§ **Given passage**:
....

Averaging daily to monthly values

Arindam Chakraborty arch at IO.MET.FSU.EDU
Wed Jun 21 13:11:29 EDT 2006


hi Eric and Stefan,
        Eric's solution is better in the sense that one need not worry
about the definition of calendar in the descriptor file (standard or
no-leap year). To take into account this feature in my code, it
requires a patch (or manual setting of leap = 0 for 365_day_calendar
always).

thanks,

arindam
----------------------------
 Dr. Arindam Chakraborty
 Department of Meteorology
 Florida State University
 Tallahassee, FL-32306, USA
 Tel: +001-850-6443524 (Off)
      +001-850-5758550 (Res)
 Fax: +001-850-6449642
____________________________

On Tue, 20 Jun 2006, Stefan Fronzek wrote:

> Dear Arindam,
>
> Thanks a lot for your solution -- that is exactly what I was looking for.
>
> See copied below also an alternative solution that Eric DeWeaver has send to
> me directly and which I think missed the list (thanks also to Eric).
>
> Regards,
> Stefan
>
> On Sat, 17 Jun 2006 15:27:31 -0400, Arindam Chakraborty
> <arch at IO.MET.FSU.EDU> wrote:
>
> >hi Stefan,
> >        you need to write the monthly means to another file to be able
> >to use them as a time series. The following code is an example of
> >making monthly means from daily data considering leap years and
> >writing to output file.
> >
> >* Make monthly means from daily data considering leap years.

....

§ **Record excerpts**:

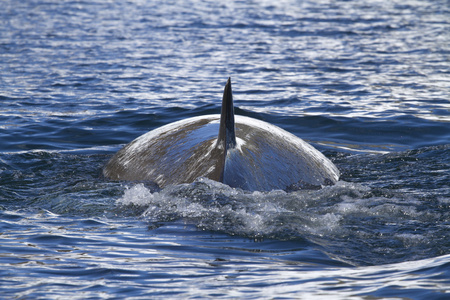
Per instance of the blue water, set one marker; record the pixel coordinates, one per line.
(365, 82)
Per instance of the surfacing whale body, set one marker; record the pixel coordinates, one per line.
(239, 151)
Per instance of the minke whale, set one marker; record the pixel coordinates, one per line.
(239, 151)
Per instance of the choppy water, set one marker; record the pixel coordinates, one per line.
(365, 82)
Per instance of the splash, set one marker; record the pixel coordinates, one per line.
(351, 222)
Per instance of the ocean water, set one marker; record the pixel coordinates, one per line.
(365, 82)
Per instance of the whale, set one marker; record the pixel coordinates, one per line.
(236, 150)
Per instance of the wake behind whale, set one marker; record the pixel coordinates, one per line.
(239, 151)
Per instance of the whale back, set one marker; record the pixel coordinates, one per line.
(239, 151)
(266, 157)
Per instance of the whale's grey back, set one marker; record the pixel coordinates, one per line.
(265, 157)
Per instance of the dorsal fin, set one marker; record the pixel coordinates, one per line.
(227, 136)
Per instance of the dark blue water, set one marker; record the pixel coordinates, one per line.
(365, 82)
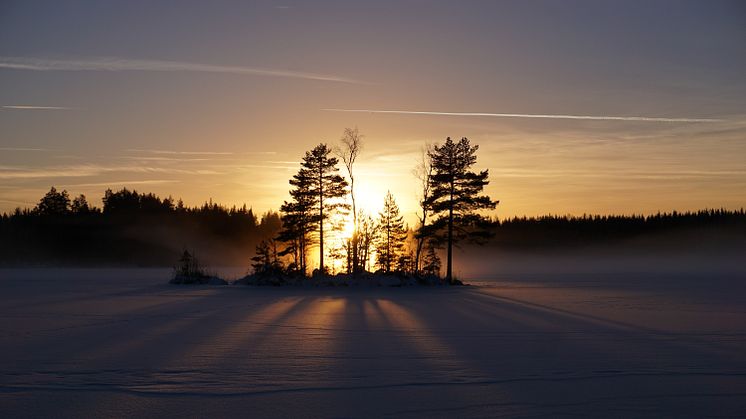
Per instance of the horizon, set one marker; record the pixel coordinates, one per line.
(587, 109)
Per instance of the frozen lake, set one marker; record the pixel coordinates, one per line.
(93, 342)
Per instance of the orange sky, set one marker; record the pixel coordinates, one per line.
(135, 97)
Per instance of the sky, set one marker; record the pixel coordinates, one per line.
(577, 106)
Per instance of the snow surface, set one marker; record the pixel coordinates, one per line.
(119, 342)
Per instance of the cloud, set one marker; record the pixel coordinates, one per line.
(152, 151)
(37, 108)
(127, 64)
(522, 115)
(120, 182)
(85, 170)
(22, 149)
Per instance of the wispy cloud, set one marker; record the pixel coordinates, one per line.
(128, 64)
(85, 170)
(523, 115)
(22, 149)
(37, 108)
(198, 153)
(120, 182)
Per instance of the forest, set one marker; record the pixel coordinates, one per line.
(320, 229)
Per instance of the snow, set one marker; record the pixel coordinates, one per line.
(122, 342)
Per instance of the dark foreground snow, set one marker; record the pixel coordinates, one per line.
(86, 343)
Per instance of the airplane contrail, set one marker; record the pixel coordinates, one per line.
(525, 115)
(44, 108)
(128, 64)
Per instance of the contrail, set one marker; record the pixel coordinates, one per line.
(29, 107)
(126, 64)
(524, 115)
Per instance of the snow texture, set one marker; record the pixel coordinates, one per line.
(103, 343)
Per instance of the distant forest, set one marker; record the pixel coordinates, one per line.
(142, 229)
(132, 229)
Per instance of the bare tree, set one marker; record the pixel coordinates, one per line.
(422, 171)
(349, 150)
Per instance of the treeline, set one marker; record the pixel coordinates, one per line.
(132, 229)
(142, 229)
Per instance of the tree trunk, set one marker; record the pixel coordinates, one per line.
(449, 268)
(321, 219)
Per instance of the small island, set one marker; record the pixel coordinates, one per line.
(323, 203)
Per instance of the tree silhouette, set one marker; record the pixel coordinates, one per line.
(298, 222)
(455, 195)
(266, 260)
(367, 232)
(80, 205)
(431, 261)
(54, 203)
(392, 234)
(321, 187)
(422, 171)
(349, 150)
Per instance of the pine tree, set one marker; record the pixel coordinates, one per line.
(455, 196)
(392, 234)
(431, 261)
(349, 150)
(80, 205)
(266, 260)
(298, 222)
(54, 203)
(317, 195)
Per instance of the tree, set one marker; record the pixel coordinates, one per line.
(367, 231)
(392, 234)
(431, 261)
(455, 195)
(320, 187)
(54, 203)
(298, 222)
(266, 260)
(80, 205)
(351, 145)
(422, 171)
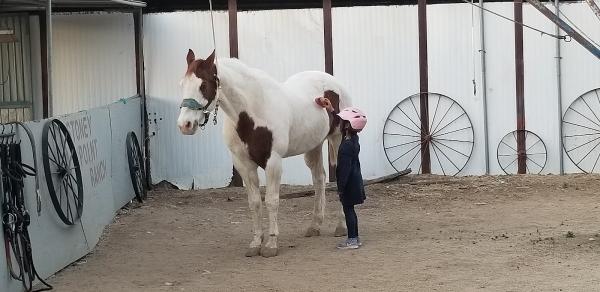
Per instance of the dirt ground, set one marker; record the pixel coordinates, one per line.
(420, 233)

....

§ **Given problem 1**:
Retype the part of the post on averaging daily to monthly values that begins at the words "Fax: +001-850-6449642" and stops after "was looking for.".
§ **Given problem 2**:
Answer these questions from the post on averaging daily to monthly values:
(a) Which department and university appear in Arindam Chakraborty's signature?
(b) Who, according to Stefan Fronzek, sent him an alternative solution directly?
(c) What does Arindam say must be done with the monthly means so they can be used as a time series?
§ **Given problem 3**:
Carry on the post on averaging daily to monthly values from the point where it stops.
The rows play no part in this work.

§ **Task answer 1**:
Fax: +001-850-6449642
____________________________

On Tue, 20 Jun 2006, Stefan Fronzek wrote:

> Dear Arindam,
>
> Thanks a lot for your solution -- that is exactly what I was looking for.

§ **Task answer 2**:
(a) The Department of Meteorology at Florida State University.
(b) Eric DeWeaver.
(c) They must be written to another file.

§ **Task answer 3**:
> > reinit
> > mday = '31 28 31 30 31 30 31 31 30 31 30 31'
> > month = 'jan feb mar apr may jun jul aug sep oct nov dec'
> >
> > 'open file'
> > 'set x 1 ...'
> > 'set y 1 ...'
> >
> > 'set gxout fwrite'
> > 'set fwrite outputfile'
> >
> > yr1 = 1961
> > yr2 = 2000
> >
> > yr = yr1
> > while(yr<=yr2)
> >  leap = 0
> >  if(math_mod(yr,400) = 0 | math_mod(yr,4) = 0 & math_mod(yr,100) != 0)
> >   leap = 1
> >   say yr' is a leap year.'
> >  endif
> >  imon = 1
> >  while(imon <= 12)
> >   md = subwrd(mday,imon)
> >   mc = subwrd(month,imon)
> >   if(imon = 2); md = md + leap; endif;
> >   time1 = '01'mc''yr
> >   time2 = md''mc''yr
> >*   say time1' 'time2
> >   'd ave(yourvariable,time='time1',time='time2')'
> >   imon = imon + 1
> >  endwhile
> >  yr = yr + 1
> > endwhile
> >
> >
> >
> >----------------------------
> > ARINDAM CHAKRABORTY
> > Department of Meteorology
> > Florida State University
> > Tallahassee, FL-32306, USA
> > Tel: +001-850-6443524 (Off)
> >      +001-850-5758550 (Res)
> > Fax: +001-850-6449642
> >____________________________
> >
> >On Sat, 17 Jun 2006, Stefan Fronzek wrote:
> >
> >> Dear Grads users,
> >>
> >> I want to calculate monthly averages from daily data covering the period
> >> 01jan1961 to 31dec2000. Is there any clever way of using the ave()-function
> >> that would account for the varying lengths of the month (including the
> >> handling of leap years)?
> >>
> >> Thanks for any advice,
> >> Stefan
> >>
>
> Von: Eric DeWeaver <deweaver at ...>
> An: Stefan Fronzek <sfronzek at ...>
> Betreff: Re: Averaging daily to monthly values
> Datum: 17.06.2006 20:32:44
> Hi Stefan,
>
> Here's a loop that does something like that:
>
>
> mostr='Jan Feb Mar Apr May Jun Jul Aug Sep Oct Nov Dec'
> yr   =1961
> yrend=2000
> whle(yr <= yrend)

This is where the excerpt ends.